Rewrite the passage of the judgment excerpt starting at "3. The evidence" and ending at "of Wages Act.", swapping "bakery" for "establishment".

**SELECTED EXCERPT:**
<<<<
B.N. Banerjee, J.
1. The petitioner firm carries on business as a baker of loaves of bread and of biscuits and has its bakery at 7/1, Gas Street, Calcutta. The respondent 2, Sk. Pir Ali, used to work as a workman in the bakery of the petitioner firm. He was discharged from service without notice. For unpaid wages for the period December 1957 to 28 January 1958, the petitioner claimed a sum of Rs. 95-1-0 and also a further sum of Rs. 50 as a month's pay in lieu of notice. For recovery of the aforesaid sums he started a proceeding before the Authority under the Payment of Wages Act (IV of 1936).
2. Amongst other points taken in defence, the petitioner firm took the point that it was not a factory and as such the Authority under the Payment of Wages Act (IV of 1936) had no jurisdiction over itself.
3. The evidence adduced before the Authority established that about 23 or 24 persons worked in the bakery and all the operations therein were performed by manual labour.
4. The Authority, however, rejected the contention of the petitioner firm that it was not a factory, with the following observations:
(a) In his evidence, the applicant says that 23 or 24 men worked at the bakery and he found names of 23 or 24 workmen in the payment register.
(b) It is seen that the bakery is a partnership concern and there must be registers of attendance of employees and payment to them and also accounts to show production and Bale. I am inclined to hold these registers have been withheld from production at the Court. So in the absence of any evidence to the contrary, I would hold that the O.P.'s bakery is a factory and the applicant is entitled to file his claim under the Payment of Wages Act.
>>>>
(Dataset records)
<<<<
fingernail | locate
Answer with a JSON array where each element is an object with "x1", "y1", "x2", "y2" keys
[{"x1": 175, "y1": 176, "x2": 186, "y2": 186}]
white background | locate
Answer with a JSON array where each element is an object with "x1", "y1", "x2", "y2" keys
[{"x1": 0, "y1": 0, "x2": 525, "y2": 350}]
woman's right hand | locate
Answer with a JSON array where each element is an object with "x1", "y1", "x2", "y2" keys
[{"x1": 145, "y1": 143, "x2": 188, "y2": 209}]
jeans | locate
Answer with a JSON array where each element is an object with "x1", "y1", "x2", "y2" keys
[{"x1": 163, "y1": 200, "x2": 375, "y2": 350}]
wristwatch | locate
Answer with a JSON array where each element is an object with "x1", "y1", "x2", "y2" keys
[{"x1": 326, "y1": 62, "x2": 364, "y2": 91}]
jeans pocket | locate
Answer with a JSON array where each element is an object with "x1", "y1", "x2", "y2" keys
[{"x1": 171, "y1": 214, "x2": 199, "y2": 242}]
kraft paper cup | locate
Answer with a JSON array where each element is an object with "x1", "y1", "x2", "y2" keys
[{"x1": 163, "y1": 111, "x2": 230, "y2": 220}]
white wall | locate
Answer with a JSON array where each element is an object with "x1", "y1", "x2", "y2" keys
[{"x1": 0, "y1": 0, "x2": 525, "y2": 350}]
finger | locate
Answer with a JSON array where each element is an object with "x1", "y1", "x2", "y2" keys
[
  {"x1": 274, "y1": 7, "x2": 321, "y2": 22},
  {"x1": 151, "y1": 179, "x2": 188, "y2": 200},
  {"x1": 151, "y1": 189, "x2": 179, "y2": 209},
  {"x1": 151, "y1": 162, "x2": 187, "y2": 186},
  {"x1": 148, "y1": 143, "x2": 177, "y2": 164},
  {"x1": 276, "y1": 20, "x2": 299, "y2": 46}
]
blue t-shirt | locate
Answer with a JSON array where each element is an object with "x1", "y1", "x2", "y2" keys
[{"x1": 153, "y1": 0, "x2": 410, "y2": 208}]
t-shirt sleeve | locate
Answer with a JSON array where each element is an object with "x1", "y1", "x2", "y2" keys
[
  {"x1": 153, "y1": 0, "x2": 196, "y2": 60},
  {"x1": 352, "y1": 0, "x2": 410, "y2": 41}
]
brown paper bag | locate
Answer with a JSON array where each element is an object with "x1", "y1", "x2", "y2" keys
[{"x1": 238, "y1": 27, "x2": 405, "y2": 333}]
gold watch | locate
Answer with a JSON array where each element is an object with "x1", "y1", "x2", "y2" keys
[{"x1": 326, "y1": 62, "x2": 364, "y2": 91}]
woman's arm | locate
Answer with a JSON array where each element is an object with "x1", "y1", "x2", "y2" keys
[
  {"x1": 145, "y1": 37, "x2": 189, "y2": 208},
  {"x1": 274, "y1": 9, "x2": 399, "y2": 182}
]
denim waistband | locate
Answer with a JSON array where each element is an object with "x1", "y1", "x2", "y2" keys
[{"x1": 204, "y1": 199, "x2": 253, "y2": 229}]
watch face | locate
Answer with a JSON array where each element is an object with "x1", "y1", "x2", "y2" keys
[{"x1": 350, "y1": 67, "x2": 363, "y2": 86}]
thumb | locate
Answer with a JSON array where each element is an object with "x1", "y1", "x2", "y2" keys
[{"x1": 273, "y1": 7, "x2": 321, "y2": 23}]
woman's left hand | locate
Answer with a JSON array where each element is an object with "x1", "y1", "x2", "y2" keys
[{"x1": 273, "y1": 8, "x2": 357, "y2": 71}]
>>>>
**CORRECT ANSWER:**
3. The evidence adduced before the Authority established that about 23 or 24 persons worked in the establishment and all the operations therein were performed by manual labour.
4. The Authority, however, rejected the contention of the petitioner firm that it was not a factory, with the following observations:
(a) In his evidence, the applicant says that 23 or 24 men worked at the establishment and he found names of 23 or 24 workmen in the payment register.
(b) It is seen that the establishment is a partnership concern and there must be registers of attendance of employees and payment to them and also accounts to show production and Bale. I am inclined to hold these registers have been withheld from production at the Court. So in the absence of any evidence to the contrary, I would hold that the O.P.'s establishment is a factory and the applicant is entitled to file his claim under the Payment of Wages Act.